* Data shown *

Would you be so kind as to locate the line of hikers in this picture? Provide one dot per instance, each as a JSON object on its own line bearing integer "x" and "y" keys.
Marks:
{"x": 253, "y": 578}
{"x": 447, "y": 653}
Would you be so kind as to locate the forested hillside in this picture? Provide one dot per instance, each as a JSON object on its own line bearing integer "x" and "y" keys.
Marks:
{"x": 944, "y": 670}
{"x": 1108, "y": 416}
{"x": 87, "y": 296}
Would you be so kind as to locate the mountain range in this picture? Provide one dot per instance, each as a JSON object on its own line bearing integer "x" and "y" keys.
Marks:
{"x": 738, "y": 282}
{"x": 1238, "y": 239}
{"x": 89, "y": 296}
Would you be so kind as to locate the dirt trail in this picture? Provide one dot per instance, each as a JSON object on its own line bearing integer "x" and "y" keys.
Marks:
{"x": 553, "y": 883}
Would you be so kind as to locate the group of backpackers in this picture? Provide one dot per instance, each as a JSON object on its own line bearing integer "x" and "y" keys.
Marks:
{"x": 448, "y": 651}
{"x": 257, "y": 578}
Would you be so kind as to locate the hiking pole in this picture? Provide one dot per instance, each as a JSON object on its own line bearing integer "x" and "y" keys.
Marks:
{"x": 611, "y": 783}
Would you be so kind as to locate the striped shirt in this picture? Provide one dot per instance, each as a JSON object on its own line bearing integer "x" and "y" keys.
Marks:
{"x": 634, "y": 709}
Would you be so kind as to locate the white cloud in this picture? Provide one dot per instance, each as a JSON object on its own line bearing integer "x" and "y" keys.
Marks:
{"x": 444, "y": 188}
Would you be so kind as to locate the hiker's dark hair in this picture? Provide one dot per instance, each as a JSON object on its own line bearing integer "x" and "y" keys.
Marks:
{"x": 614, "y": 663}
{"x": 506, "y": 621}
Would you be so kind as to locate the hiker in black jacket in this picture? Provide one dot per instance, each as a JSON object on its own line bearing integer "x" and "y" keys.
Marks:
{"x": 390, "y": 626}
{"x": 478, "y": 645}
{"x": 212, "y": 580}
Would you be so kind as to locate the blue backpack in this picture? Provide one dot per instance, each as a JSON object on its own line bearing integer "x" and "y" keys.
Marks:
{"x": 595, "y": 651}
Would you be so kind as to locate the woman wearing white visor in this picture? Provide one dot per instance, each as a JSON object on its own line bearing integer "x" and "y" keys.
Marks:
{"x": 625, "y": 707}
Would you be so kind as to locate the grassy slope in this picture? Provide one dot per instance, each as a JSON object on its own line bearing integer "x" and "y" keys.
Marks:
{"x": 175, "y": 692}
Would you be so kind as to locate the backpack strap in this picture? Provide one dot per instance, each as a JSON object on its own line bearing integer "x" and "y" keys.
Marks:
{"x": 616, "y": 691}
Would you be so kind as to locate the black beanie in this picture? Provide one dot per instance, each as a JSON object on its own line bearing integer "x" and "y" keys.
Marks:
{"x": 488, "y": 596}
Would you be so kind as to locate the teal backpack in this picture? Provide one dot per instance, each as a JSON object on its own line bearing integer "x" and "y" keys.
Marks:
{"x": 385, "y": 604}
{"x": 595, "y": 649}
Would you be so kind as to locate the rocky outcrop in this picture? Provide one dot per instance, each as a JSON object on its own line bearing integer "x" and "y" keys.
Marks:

* Requirement *
Transcribe every line of the data, exactly as it stands.

* Output *
Would you be so kind as to locate the line of hikers in this picture? Provide one dot per instance, each as a JSON object on its own line bearing integer "x" and "y" keys.
Marks:
{"x": 253, "y": 578}
{"x": 447, "y": 653}
Would you be so kind as to locate the forested hillside in this picture? Provide one dot per instance, each as a JSON object on its own line bearing integer "x" and "y" keys.
Marks:
{"x": 944, "y": 670}
{"x": 1108, "y": 416}
{"x": 87, "y": 296}
Would you be so kind as to locate the mountain range in this picture? Provide one dot per instance, each as a JSON object on its own line bearing integer "x" and "y" keys.
Marks:
{"x": 738, "y": 282}
{"x": 1238, "y": 239}
{"x": 89, "y": 296}
Would you be so kind as to locate the dirt trail in this picture? Provide one dot per instance, each as a JSON object on its own line bearing integer "x" and "y" keys.
Marks:
{"x": 553, "y": 883}
Would you be so kind as to locate the group of backpackers in this picture? Provide one dot per instance, each as a JSON object on its own line bearing integer "x" and "y" keys.
Marks:
{"x": 448, "y": 651}
{"x": 257, "y": 578}
Would you be so kind as to locate the hiking pole in this picture? Provide one dot per instance, each as a JSON object on its own line bearing integer "x" and "y" keys.
Marks:
{"x": 611, "y": 783}
Would you be so kind as to locate the striped shirt in this picture? Provide one dot per instance, each as a JSON object on its own line bearing integer "x" and "y" keys.
Marks:
{"x": 634, "y": 709}
Would you be so kind as to locate the white cloud in this picture? Provide one dot per instance, each as a JSON object on its own line bearing integer "x" and "y" keys.
Marks:
{"x": 444, "y": 188}
Would you be so kind as to locate the hiker's dark hair in this picture? Provide one dot per instance, each as a JSON object on its own line bearing integer "x" and "y" keys.
Marks:
{"x": 614, "y": 663}
{"x": 506, "y": 621}
Would you be so kind as to locate the hiker in black jacket in this picture? Provide one dot per instance, each as a JSON object on its own line bearing integer "x" and "y" keys.
Marks:
{"x": 390, "y": 626}
{"x": 478, "y": 645}
{"x": 212, "y": 580}
Would you be so kind as to locate the blue backpack in this picture? Provide one dot per instance, each as a JSON object on its own line bearing integer "x" and "y" keys.
Marks:
{"x": 595, "y": 651}
Would you be so kind as to locate the woman wearing white visor in this picture? Provide one dot per instance, each as a JSON object on its own line bearing integer "x" and "y" keys.
Marks:
{"x": 625, "y": 707}
Would you be so kind as to locate the grassy slope in this picture? Provide one dot per instance, each as a JSON object on its own line bearing integer "x" and "y" keys.
Marks:
{"x": 175, "y": 692}
Would you be so kind as to locate the backpack strap in this picture? Provide one dot per instance, each as a JSON object on its own line bearing integer "x" and "y" keys.
Marks:
{"x": 616, "y": 691}
Would you be so kind as to locate the black beanie in this picture? Provide one dot per instance, each as a JSON object on its own line bearing integer "x" and "y" keys.
Marks:
{"x": 488, "y": 596}
Would you be so kind as to locate the teal backpack in this picture? Provide one dot per instance, each as a JSON object on its own line bearing integer "x" and "y" keys.
Marks:
{"x": 385, "y": 604}
{"x": 595, "y": 649}
Would you be so kind as to locate the rocky outcrop in this picture? Provide one dot per instance, each as a JSON object on its own line bearing integer "x" and "y" keys.
Marks:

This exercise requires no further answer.